** start The records **

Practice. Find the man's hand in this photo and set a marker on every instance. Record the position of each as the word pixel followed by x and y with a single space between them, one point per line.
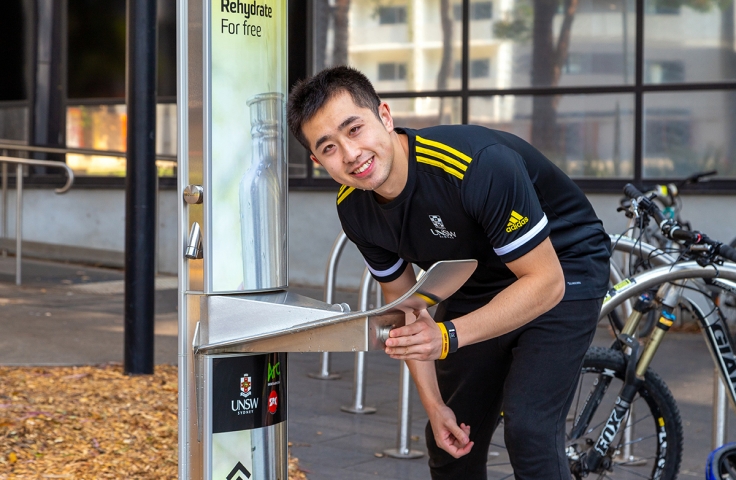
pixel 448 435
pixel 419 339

** end The records **
** start The records **

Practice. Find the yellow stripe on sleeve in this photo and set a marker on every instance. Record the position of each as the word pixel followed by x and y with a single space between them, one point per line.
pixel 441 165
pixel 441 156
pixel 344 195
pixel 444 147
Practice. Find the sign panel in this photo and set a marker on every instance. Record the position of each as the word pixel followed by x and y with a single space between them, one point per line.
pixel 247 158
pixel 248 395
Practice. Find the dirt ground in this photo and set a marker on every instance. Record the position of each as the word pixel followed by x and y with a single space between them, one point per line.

** end The records **
** start The records **

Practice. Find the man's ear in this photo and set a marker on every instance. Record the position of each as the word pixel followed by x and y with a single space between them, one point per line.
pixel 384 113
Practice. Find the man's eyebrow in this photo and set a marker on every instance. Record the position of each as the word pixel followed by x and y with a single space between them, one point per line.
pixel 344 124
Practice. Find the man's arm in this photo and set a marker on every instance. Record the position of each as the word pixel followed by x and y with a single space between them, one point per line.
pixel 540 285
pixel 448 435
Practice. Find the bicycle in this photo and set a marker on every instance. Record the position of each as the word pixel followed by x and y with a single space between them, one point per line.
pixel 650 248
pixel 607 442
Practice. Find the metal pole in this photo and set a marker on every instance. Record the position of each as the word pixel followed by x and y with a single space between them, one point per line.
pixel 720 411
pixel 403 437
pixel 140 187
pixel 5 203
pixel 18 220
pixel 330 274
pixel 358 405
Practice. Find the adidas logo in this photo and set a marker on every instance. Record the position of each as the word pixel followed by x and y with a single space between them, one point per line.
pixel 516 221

** end The records **

Retype the records starting with the line that contains "Practice. Find the man's hand" and going on through the line that contains "pixel 419 339", both lines included, keeping each line exactly as it is. Omit the picture from your copy.

▶ [Final result]:
Practice. Find the man's hand in this photo and set a marker on every instance. Record the position of each as the word pixel followed by x and y with a single space between them, one point per line.
pixel 448 435
pixel 419 339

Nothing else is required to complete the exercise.